PROBLEM TO SOLVE:
Count the lines below that include the word "matching" and write that number alone.

PROVIDED INFORMATION:
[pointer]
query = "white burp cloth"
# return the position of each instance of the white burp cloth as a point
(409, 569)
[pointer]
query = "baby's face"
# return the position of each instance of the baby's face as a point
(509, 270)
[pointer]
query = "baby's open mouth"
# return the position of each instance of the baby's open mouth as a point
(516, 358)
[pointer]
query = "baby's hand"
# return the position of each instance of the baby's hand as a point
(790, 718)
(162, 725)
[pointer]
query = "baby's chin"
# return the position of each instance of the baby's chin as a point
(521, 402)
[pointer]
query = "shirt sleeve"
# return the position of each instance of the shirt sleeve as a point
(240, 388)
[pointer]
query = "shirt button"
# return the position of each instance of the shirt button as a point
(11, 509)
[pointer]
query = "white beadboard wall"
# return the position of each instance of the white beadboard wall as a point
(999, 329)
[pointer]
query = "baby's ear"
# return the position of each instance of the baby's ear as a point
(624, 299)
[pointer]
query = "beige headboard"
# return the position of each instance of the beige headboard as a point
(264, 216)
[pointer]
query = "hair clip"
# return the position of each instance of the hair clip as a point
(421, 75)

...

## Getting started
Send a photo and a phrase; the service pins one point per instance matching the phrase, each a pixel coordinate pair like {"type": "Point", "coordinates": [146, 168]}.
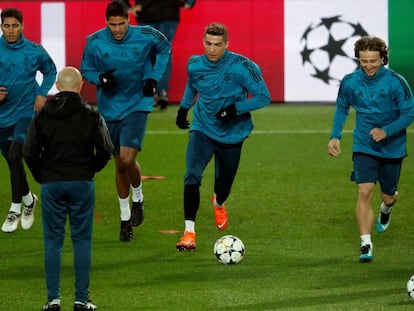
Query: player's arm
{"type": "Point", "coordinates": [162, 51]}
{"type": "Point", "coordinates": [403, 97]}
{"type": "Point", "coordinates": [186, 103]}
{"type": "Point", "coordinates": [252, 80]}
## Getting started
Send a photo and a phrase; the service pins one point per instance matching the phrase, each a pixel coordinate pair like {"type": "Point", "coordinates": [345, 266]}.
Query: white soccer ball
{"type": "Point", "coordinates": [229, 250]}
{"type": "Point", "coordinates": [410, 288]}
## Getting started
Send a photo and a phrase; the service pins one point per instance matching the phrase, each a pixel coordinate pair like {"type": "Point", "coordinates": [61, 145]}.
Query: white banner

EXERCISE RESULT:
3